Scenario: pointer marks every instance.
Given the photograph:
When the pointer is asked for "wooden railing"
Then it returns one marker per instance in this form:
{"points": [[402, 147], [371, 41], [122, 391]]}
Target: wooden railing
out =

####

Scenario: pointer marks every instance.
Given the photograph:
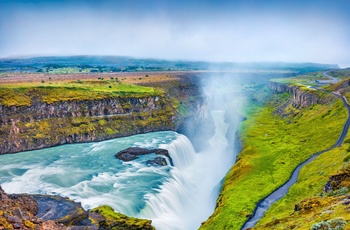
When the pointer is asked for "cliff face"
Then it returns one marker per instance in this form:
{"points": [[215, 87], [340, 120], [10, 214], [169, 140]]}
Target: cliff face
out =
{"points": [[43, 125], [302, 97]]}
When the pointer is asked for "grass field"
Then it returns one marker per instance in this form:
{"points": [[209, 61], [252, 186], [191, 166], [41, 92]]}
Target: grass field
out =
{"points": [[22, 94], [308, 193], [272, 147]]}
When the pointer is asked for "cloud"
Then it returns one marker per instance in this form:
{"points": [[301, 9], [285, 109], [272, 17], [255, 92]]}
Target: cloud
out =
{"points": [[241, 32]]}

####

Identify each line above that contains the string "points", and copy every such line in full.

● **Solution for this task**
{"points": [[402, 147], [371, 41], [122, 391]]}
{"points": [[215, 87], [340, 120], [10, 214], [169, 140]]}
{"points": [[43, 125], [302, 97]]}
{"points": [[209, 61], [252, 186], [191, 166], [41, 92]]}
{"points": [[22, 94], [308, 193], [272, 147]]}
{"points": [[301, 9], [285, 109], [272, 17], [255, 92]]}
{"points": [[241, 32]]}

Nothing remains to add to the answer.